* _REQUIREMENT_:
Look below for the line with "Note: pick out every instance of the slate". Extract that line and each one after it through the last, word for word.

* _Referring expression pointing data_:
════════════════
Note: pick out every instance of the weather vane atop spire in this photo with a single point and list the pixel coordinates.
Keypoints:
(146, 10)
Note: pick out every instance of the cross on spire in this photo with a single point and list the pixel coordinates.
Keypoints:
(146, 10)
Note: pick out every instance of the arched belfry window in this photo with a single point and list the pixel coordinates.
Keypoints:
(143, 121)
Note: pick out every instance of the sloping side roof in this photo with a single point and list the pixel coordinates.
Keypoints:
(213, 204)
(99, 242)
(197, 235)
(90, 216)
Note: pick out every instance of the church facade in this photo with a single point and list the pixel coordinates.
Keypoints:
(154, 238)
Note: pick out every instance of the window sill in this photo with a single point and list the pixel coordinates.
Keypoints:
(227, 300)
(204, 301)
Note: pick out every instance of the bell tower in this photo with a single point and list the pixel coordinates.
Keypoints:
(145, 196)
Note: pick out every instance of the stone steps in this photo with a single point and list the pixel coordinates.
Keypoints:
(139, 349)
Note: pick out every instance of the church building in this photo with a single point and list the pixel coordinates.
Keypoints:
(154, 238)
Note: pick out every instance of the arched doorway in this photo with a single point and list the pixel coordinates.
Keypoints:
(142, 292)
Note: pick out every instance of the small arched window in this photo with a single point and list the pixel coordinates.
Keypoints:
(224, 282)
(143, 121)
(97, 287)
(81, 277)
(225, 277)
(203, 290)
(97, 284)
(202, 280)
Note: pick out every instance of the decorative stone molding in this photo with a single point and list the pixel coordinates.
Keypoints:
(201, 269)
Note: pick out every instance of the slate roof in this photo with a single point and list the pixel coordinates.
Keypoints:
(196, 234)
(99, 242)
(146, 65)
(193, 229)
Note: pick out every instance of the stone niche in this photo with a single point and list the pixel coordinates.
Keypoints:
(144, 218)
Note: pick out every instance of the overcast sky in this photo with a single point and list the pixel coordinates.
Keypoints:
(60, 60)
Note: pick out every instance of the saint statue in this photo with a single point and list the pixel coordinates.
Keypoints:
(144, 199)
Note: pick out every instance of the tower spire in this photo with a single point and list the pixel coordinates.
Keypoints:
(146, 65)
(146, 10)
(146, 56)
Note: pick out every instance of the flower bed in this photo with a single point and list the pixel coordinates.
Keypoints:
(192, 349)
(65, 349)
════════════════
* _OUTPUT BELOW_:
Note: pick out every instance of the slate roof in this photo with a single point and list the pixel coordinates.
Keypoints:
(196, 234)
(99, 242)
(146, 65)
(193, 229)
Note: pick out every instance of the stone niche in this photo with a single point and list the pixel coordinates.
Keypoints:
(144, 218)
Note: pick out every instance of the overcast sky in this photo with a single point and list the pixel coordinates.
Keypoints:
(60, 60)
Note: pick out every instance of the saint statue in this photo with a single point and list the pixel coordinates.
Keypoints:
(144, 199)
Note: pick out every instance of the tower spire in this photo with a single point and list the pixel coordinates.
Keypoints:
(146, 65)
(146, 10)
(146, 56)
Note: pick out every instance of the flower bed in this photo with a single point and list the pixel coordinates.
Keypoints:
(192, 349)
(65, 349)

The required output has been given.